6.3Het oordeel van de rechtbank
De rechtbank houdt bij de strafoplegging rekening met de ernst van de gepleegde feiten, de omstandigheden waaronder deze zijn begaan, de persoon en de persoonlijke omstandigheden van de verdachte, zoals daarvan uit de rapportages en tijdens het onderzoek op de terechtzitting is gebleken.
De rechtbank neemt hierbij in het bijzonder het volgende in aanmerking.
Ernst van de feiten
De verdachte heeft zich in een periode van slechts één maand als veertienjarige schuldig gemaakt aan verschillende strafbare feiten, te weten mishandelingen en openlijk geweldpleging. Het geweld van de verdachte is in deze periode van een eenvoudige mishandeling geëscaleerd naar openlijk geweld en een poging tot zware mishandeling. De verdachte heeft zich hierbij telkens bemoeid met van haar vriendinnen waar zij zelf verder niet bij betrokken was. Zij vond het nodig om voor haar vriendinnen verhaal te halen bij de slachtoffers. Dit deed zij door aan haren te trekken, in gezichten te stompen, knietjes te geven en te spugen naar de slachtoffers. Deze incidenten zijn ook gefilmd en op social media verspreid, wat het voor de slachtoffers extra vernederend maakt. De slachtoffers zullen daardoor nog lange tijd geconfronteerd (kunnen) worden met hetgeen hen is overkomen.

▶ [Korte opdracht]
Kloppen de volgende beweringen met de tekst over de strafoplegging? Antwoord per bewering met ja of nee en citeer letterlijk de woorden uit de tekst die de doorslag geven.
1. De verdachte was veertien jaar toen zij de feiten pleegde.
2. De feiten werden gepleegd over een periode van meerdere jaren.
3. De incidenten zijn gefilmd en via social media verspreid.

▶ [Aangeleverde gegevens]
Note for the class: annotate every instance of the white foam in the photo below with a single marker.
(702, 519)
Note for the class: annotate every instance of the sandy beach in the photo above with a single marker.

▶ [Volledig antwoord]
1. Ja: "als veertienjarige"
2. Nee: "in een periode van slechts één maand"
3. Ja: "Deze incidenten zijn ook gefilmd en op social media verspreid"